[Extracted entries]

# # # # #

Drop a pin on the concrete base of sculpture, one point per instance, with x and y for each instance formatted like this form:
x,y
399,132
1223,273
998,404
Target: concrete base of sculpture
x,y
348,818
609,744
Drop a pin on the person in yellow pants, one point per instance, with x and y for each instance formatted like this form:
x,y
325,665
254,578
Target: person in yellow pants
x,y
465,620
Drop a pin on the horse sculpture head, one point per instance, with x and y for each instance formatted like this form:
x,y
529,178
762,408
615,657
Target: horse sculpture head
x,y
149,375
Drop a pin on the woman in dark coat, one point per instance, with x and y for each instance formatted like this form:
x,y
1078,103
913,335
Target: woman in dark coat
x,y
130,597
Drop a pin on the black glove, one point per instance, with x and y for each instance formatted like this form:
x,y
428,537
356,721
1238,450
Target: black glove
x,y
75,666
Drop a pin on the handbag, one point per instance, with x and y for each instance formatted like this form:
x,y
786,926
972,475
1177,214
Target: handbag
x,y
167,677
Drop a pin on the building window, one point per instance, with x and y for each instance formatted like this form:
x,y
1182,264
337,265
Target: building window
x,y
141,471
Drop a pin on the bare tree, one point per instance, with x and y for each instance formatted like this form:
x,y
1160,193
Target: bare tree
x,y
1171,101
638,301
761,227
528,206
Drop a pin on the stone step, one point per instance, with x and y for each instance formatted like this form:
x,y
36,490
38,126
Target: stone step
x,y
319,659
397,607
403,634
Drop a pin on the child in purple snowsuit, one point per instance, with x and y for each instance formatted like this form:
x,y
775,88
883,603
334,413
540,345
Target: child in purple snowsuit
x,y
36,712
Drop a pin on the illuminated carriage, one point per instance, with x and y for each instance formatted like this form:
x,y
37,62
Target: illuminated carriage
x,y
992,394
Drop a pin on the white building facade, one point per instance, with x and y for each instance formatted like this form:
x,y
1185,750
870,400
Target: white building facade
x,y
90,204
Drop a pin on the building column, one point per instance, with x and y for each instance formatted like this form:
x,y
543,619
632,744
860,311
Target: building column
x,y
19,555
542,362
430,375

# # # # #

- _Task objective_: Please print all of the entries above again, line for line, without changing anything.

- _Output for this exercise_:
Drop a pin on the concrete base of sculpture, one point per instance, with x and y for each instance formatted like this form:
x,y
399,132
1223,273
998,404
Target: concrete base of sculpture
x,y
348,818
609,744
Drop a pin on the person in yellow pants, one point per instance, with x and y for each instance formatted like this form:
x,y
325,665
254,578
Target: person in yellow pants
x,y
465,620
Drop a pin on the horse sculpture head, one point per instance, with x and y for each instance formatted like this form:
x,y
529,178
762,408
615,657
Target: horse sculpture head
x,y
149,375
Drop a pin on the woman in dark coat, one point per instance, with x and y for each instance formatted like this form:
x,y
1078,103
913,335
Target: woman in dark coat
x,y
130,597
Drop a pin on the black glove, one point per instance, with x and y for each instance formatted like this form:
x,y
428,537
356,721
1238,450
Target: black glove
x,y
75,666
Drop a pin on the handbag, one point per instance, with x and y for each instance formatted like this form:
x,y
786,926
972,475
1177,214
Target: handbag
x,y
167,677
Drop a pin on the building window, one point per instance, with x and y for each instance formatted like this form:
x,y
1182,264
337,265
Target: building window
x,y
141,471
Drop a pin on the bare tree, one point per instance, with x and y for each instance formatted like this form:
x,y
1160,193
Target: bare tree
x,y
1171,101
638,301
761,227
528,206
Drop a pin on the stone step, one point per instance, with x and y for each instance formatted like this form:
x,y
36,490
38,126
Target: stone step
x,y
319,659
397,607
403,634
Drop a pin on the child in purple snowsuit, one point per instance, with x and y for each instance formatted like this form:
x,y
775,88
883,603
334,413
540,345
Target: child in purple snowsuit
x,y
36,712
Drop a pin on the illuminated carriage, one point per instance, with x and y for each instance formatted like this form:
x,y
37,62
Target: illuminated carriage
x,y
992,394
Drop a pin on the white building facade, one point per instance, with x and y for each instance formatted like this form:
x,y
1185,750
870,400
Target: white building facade
x,y
90,204
Drop a pin on the building column, one point per instance, with x and y for each instance formatted like this form:
x,y
543,619
632,744
860,311
Target: building column
x,y
19,555
542,362
430,375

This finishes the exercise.